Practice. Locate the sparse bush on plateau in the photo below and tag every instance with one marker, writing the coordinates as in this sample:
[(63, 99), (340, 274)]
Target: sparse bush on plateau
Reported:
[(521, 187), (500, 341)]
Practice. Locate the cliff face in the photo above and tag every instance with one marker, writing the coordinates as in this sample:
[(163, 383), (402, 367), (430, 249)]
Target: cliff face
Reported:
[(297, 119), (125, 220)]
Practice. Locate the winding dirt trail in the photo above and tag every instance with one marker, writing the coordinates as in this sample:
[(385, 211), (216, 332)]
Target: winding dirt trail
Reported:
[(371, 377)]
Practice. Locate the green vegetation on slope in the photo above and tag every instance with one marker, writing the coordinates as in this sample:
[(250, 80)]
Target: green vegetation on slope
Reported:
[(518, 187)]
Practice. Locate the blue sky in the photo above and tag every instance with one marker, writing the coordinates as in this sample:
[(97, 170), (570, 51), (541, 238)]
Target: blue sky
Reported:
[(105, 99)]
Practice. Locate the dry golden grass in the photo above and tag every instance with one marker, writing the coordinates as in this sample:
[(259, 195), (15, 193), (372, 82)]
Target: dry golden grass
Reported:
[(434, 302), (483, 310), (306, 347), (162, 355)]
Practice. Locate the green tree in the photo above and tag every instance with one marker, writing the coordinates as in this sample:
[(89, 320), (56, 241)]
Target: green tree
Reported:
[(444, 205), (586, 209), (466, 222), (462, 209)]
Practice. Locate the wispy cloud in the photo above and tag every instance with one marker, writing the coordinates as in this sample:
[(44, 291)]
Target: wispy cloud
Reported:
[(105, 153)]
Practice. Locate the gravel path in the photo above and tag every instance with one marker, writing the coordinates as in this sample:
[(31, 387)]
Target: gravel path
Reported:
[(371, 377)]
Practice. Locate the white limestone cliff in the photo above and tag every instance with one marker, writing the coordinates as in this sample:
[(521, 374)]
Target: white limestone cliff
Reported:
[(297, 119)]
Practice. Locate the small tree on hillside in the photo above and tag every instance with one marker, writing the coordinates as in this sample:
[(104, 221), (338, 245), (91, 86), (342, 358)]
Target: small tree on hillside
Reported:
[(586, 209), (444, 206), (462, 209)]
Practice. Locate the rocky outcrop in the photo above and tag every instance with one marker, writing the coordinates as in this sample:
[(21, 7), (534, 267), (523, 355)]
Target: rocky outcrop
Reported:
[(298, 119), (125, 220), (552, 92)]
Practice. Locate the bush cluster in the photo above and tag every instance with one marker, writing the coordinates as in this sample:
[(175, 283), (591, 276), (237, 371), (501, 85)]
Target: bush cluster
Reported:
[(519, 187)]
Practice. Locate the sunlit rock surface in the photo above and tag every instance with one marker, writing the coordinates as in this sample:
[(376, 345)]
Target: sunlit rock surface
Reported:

------------

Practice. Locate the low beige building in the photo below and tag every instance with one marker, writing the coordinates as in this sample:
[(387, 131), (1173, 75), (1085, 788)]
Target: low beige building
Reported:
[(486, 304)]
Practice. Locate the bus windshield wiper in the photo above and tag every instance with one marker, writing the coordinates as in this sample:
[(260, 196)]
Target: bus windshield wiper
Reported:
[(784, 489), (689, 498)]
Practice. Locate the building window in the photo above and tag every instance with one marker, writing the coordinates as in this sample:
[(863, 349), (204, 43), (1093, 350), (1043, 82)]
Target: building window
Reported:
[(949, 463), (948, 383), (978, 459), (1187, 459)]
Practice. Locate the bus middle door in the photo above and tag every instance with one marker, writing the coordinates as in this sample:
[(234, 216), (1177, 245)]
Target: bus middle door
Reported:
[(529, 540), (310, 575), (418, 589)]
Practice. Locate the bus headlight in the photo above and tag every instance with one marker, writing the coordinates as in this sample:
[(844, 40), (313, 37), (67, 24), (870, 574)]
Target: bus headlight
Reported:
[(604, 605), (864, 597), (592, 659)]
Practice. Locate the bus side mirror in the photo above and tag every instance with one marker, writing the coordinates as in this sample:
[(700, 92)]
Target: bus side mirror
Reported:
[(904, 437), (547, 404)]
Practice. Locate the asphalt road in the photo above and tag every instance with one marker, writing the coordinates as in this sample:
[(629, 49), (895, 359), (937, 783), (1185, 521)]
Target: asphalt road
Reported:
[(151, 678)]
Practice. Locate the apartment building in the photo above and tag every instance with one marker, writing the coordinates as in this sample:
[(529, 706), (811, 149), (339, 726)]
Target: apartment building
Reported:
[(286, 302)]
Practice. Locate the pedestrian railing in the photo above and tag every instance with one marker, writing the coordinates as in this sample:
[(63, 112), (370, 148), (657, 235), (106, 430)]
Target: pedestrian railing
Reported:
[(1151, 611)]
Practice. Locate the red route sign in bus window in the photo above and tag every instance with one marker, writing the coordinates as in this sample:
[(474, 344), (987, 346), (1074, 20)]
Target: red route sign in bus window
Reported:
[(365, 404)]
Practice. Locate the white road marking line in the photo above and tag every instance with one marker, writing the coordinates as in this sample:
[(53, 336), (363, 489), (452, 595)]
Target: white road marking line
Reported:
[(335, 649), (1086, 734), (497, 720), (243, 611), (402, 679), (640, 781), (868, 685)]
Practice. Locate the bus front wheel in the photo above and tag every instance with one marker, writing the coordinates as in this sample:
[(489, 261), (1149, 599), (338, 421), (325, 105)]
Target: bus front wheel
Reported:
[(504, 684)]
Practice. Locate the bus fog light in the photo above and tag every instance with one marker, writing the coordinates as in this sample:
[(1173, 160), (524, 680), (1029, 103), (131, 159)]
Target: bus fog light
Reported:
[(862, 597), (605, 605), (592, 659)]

------------

- _Exercise directions_
Copy the listing from the line containing "Practice. Locate the apartment" through the line containing "[(862, 597), (605, 605), (592, 659)]", replacing "marker" with "point" and keeping everything else the same.

- _Written response_
Practice. Locate the apartment building in the photo above and tag every instance with one point, writing the coordinates as in this sample:
[(529, 706), (811, 149), (339, 726)]
Target: apartment building
Reported:
[(286, 302)]
Practice. Locate the pedestrian railing in the photo above and tag every instance with one point, writing the coordinates as in this sample:
[(63, 112), (370, 148), (657, 235), (106, 430)]
Target: pedestrian railing
Reported:
[(1151, 611)]
Practice. Locate the red route sign in bus window in the photo above and tag every instance with one point, writing the coordinates as in this sample:
[(474, 344), (987, 346), (1074, 20)]
Target: red route sign in bus window
Reported:
[(365, 404)]
Practice. Locate the white road marking line in the photo above and tag every instance with one point, writing the coordinates as in this sample:
[(53, 336), (363, 489), (452, 595)]
Target: white road marking line
Reported:
[(335, 649), (1086, 734), (497, 720), (243, 611), (402, 679), (640, 781), (868, 685)]
Practice. Locate the bus front wheel in the photo above and tag every instance with one point, writing the coordinates as in this sample:
[(489, 261), (1149, 599), (338, 421), (325, 105)]
Target: bus front wheel
Reported:
[(504, 684)]
Practice. Locate the bus fog light in the photo above and tag every instance with one point, writing the coordinates as in this sample:
[(1173, 160), (524, 680), (1029, 103), (131, 159)]
Target: bus fog light
Reported:
[(862, 597), (605, 605), (592, 659)]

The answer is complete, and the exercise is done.